Location labeling records:
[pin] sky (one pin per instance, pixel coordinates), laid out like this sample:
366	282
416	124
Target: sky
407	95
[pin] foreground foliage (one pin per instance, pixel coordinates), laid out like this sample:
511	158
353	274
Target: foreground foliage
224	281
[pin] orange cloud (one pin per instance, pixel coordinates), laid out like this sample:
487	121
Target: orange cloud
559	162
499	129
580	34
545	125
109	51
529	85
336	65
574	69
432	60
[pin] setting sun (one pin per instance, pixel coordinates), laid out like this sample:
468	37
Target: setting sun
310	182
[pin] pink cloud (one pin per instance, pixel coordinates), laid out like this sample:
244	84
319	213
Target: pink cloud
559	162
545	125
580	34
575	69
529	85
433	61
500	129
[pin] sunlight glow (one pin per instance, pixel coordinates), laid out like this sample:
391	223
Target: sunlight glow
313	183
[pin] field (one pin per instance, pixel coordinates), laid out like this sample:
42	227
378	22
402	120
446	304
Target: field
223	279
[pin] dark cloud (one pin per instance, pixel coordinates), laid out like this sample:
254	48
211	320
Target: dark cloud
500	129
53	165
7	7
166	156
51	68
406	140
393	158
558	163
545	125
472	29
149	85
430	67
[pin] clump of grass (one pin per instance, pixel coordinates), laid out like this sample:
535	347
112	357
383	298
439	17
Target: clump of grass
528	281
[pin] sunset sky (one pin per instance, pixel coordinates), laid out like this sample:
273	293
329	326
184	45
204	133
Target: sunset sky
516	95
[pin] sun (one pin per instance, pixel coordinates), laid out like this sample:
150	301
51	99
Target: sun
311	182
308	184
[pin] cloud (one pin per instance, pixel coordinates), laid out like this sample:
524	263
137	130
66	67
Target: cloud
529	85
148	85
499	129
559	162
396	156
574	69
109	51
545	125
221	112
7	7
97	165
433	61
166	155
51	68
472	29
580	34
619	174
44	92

### Exercise
Reproduce the items above without any change, starting at the line that contains "[pin] cloud (one" and continuing through the end of the items.

### Final result
[pin] cloud (one pin per instance, pixel coordinates), laid out like this sample:
524	263
137	130
66	67
Target: cloud
529	85
148	85
499	129
559	162
396	156
574	69
109	51
545	125
221	112
7	7
97	165
433	61
166	155
51	68
472	29
580	34
619	174
44	92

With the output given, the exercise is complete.